▶ _Goal_: Find every line in the entries below that contains the word "moon", and copy each of those lines in full. Case counts.

▶ _Record excerpts_:
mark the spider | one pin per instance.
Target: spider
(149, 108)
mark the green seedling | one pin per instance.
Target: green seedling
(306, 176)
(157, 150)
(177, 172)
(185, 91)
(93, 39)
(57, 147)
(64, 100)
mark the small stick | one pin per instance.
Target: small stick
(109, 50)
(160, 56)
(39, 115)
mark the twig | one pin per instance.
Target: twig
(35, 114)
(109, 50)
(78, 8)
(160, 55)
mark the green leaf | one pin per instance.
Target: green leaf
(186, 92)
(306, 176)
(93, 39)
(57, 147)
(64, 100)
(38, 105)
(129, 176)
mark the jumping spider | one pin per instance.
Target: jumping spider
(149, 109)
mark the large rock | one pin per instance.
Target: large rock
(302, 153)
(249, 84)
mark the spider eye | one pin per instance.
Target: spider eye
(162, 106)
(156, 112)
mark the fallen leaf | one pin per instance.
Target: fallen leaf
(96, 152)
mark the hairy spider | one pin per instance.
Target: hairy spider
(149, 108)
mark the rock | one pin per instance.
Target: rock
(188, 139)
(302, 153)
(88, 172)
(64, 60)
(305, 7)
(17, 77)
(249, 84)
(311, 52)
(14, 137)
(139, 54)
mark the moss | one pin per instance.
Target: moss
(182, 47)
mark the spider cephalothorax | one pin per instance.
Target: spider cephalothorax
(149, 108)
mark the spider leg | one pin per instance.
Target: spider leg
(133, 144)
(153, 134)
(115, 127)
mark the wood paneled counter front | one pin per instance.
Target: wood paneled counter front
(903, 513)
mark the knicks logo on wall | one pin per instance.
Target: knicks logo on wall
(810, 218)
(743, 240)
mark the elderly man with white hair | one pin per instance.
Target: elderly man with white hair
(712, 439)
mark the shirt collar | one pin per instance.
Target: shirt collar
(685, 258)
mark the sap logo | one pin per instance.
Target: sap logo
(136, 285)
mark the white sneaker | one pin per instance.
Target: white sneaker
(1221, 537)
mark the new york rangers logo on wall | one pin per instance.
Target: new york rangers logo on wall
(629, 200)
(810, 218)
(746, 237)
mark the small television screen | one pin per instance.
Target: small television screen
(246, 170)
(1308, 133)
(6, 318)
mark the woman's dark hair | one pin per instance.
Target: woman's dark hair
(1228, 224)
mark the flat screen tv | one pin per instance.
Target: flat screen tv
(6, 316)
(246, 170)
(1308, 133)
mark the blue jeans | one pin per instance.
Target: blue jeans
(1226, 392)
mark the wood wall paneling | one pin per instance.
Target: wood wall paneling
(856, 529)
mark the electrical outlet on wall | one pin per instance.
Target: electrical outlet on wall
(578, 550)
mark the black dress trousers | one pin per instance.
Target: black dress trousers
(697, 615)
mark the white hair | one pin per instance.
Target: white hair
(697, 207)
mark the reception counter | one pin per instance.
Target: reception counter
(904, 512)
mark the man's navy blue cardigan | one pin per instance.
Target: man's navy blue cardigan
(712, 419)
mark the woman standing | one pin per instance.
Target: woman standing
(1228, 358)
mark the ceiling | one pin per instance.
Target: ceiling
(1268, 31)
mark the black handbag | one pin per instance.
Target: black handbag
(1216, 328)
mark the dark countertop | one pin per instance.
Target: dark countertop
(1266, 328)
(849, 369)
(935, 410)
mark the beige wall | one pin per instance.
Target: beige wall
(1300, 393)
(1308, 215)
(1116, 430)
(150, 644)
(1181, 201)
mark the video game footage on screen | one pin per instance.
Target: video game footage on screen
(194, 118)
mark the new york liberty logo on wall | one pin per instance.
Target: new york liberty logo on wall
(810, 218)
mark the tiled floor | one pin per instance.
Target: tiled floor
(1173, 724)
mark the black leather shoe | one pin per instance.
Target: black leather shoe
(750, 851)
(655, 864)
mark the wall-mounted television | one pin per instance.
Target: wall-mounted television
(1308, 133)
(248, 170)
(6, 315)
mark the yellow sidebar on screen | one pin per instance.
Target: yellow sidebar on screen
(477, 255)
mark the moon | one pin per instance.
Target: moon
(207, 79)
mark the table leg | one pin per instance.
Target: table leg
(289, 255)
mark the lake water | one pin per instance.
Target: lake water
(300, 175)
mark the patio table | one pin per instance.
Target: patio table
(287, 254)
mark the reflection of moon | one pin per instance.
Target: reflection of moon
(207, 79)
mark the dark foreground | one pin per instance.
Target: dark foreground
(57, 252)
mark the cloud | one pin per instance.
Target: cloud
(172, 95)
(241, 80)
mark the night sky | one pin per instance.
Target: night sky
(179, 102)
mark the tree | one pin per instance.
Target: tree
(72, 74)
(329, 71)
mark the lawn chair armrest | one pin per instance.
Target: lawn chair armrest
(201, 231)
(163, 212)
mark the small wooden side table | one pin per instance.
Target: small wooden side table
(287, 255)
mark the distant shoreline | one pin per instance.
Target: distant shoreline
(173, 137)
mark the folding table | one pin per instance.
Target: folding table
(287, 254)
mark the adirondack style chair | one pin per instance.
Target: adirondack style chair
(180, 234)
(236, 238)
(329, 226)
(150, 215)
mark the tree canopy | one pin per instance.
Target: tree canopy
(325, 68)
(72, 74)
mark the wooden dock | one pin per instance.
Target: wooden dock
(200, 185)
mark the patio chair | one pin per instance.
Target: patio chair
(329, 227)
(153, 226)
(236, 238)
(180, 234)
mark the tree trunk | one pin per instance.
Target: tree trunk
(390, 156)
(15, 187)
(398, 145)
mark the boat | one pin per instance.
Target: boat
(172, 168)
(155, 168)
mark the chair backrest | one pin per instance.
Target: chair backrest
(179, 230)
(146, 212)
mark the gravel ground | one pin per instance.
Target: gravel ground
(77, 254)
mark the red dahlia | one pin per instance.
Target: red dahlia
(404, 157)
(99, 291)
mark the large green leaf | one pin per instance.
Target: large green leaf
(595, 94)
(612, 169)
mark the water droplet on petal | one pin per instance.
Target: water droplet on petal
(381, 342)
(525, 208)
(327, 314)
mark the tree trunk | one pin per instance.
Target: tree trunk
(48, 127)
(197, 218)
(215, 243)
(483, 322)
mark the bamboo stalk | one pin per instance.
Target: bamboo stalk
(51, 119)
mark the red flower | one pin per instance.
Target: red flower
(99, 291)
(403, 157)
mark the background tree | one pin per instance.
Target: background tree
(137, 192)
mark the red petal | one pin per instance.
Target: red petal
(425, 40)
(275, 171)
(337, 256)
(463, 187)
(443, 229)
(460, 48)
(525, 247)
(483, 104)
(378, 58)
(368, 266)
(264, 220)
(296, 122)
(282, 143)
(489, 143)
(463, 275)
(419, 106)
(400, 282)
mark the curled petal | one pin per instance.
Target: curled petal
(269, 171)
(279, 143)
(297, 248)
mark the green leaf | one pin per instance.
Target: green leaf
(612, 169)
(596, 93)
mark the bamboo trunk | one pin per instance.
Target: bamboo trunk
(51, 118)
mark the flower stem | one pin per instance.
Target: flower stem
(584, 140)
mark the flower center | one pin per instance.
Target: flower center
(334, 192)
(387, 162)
* * *
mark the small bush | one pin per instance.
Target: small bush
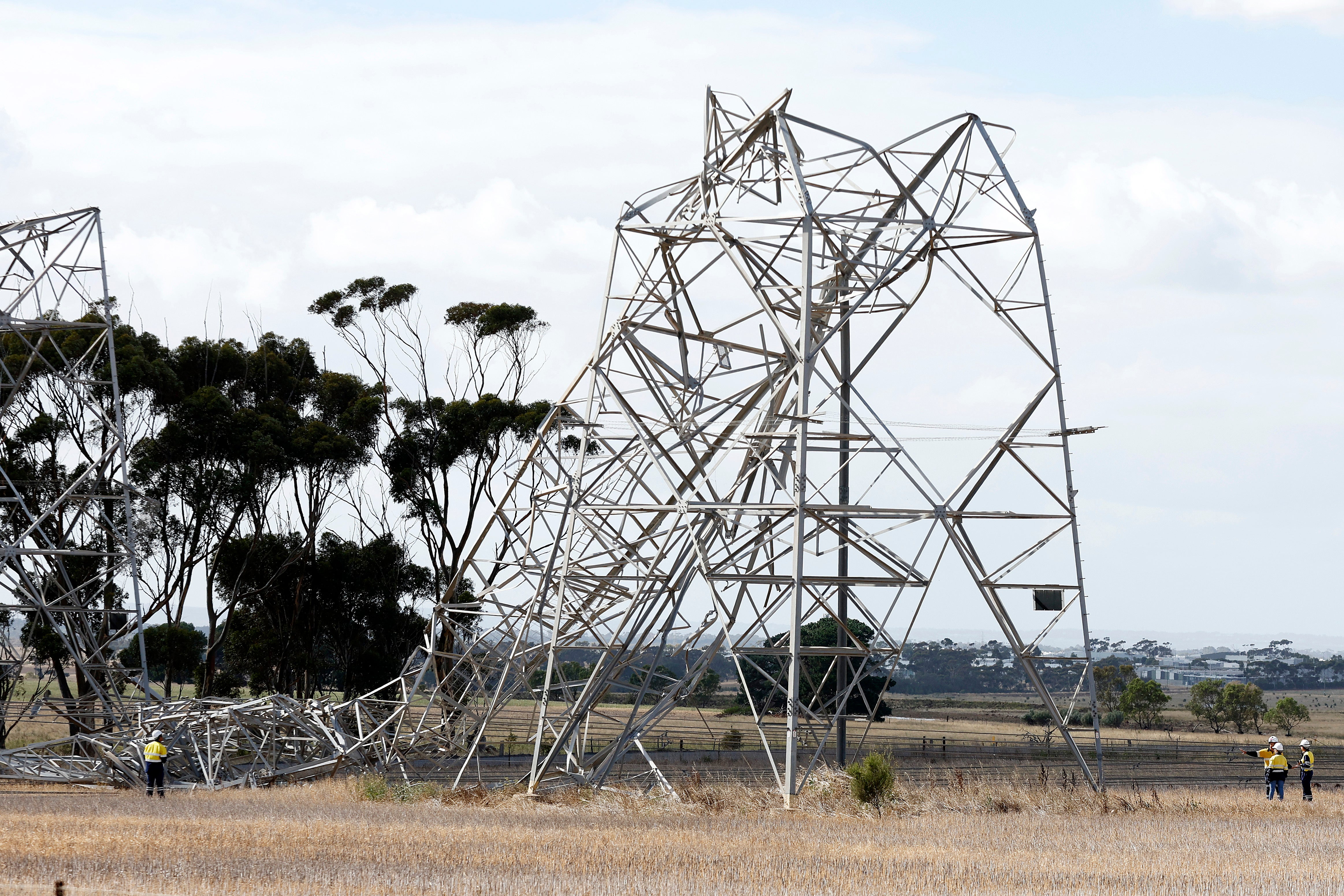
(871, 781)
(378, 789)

▶ _Task output_:
mark the moon | one pin per instance.
Target: moon
mark the reflection of moon | one pin per instance.
Target: reflection of moon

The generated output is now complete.